Arizona has made a few moves the past few seasons to try to find an affordable difference-maker, but in the process, its farm system has gone to waste outside of Dylan Strome and a few first-rounders that are either not near NHL-ready or struggling in the lower leagues.
One upside for the team, though, was the strength that Clayton Keller showed in his rookie season. The No. 7 Draft pick in a stacked field of top prospects in 2016 led the team in points (65), goals (23) and tied with Derek Stepan — shipped from New York in the 2017 offseason — for the lead in assists (42).
Lost in the sludge of last season’s struggles was Antti Raanta’s promise. The netminder, who was expected to fill in for longtime Coyote Mike Smith, ended up plagued by injury after injury, none of which were very severe. In his 47 games, though, he posted a 2.24 GAA and saved 93 percent of shots he faced.
If Raanta’s healthy, Keller proves 2017-2018 wasn’t a fluke and a few players step up big -- most notably Oliver Ekman-Larsson, Stepan or Christian Dvorak (not putting my money on Vinnie Hinostroza just yet) -- maybe the Coyotes can apply pressure to the division favorites. But honestly, it appears to be another year of trying to tread water.
Carolina Calgary Flames traded away two 40-plus-point scorers in the offseason to the Hurricanes for Noah Hanifin and Elias Lindholm. Argue all you want about who won the trade, but the point is they didn’t lose a ton of talent in the offseason. They’ve still got a hold of star forwards Johnny Gaudreau (potentially an MVP candidate if the Flames push for the playoffs) and Sean Monahan and got a decent year out of Mike Smith, who they hope can bring his goals allowed a tick down.
However, one question that I’m sure many of us in the Hurricanes base have is how firing Glen Gulutzan and bringing on Bill Peters will fare for a team that is trying to push deep in the playoffs for the first time this decade. Peters had a lack of fire (pun intended) at the helm of the Hurricanes, so I’d be worried about the switch, but with Lindholm, Hanifin and Derek Ryan already acclimated to the head coach, maybe the team will grow comfortable with new leadership soon.
Connor McDavid. Connor McDavid. Connor McDavid.
The best player in the league stayed healthy the entirety of a sad 2017-2018 season for the Oilers, broke the 100-point mark second season in a row, and according to reports, he’s gotten even faster (unbelievable). Fun fact: the last player to win the Ted Lindsay Award twice before age 22? Literally no one.

**Short problem A**
Locate every line of the records that contains the word "instance" and copy each of those lines.

**Segmentation labeling entries**
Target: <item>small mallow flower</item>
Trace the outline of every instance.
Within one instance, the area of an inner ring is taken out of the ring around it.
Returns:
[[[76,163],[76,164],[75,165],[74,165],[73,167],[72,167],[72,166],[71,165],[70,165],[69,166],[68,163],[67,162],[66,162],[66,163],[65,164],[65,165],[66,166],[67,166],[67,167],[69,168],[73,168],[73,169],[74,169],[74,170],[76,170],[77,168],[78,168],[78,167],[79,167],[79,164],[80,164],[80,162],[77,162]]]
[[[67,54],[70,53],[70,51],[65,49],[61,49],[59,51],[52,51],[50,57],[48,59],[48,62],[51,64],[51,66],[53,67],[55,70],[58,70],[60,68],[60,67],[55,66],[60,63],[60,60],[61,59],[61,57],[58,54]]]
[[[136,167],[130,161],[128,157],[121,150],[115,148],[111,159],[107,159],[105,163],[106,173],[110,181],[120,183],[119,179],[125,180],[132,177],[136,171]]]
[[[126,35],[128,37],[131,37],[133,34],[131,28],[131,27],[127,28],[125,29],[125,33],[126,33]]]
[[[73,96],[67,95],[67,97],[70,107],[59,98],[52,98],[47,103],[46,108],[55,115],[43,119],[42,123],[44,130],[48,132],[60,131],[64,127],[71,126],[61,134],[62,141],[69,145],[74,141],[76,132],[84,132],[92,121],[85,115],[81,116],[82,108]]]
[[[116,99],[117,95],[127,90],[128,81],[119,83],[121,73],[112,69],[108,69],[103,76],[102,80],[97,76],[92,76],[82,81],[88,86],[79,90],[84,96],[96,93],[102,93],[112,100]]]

**Short problem B**
Decide whether each statement agrees with the NHL teams text, answering yes or no and quoting the words of the text that decide it: (i) Clayton Keller led his team in goals in his rookie season; (ii) most of Antti Raanta's injuries were severe; (iii) Derek Stepan was acquired from New York in the 2017 offseason.

**Task answer A**
Trace the outline of every instance.
Within one instance, the area of an inner ring is taken out of the ring around it.

**Task answer B**
(i) Yes: "led the team in points (65), goals (23)"
(ii) No: "none of which were very severe"
(iii) Yes: "shipped from New York in the 2017 offseason"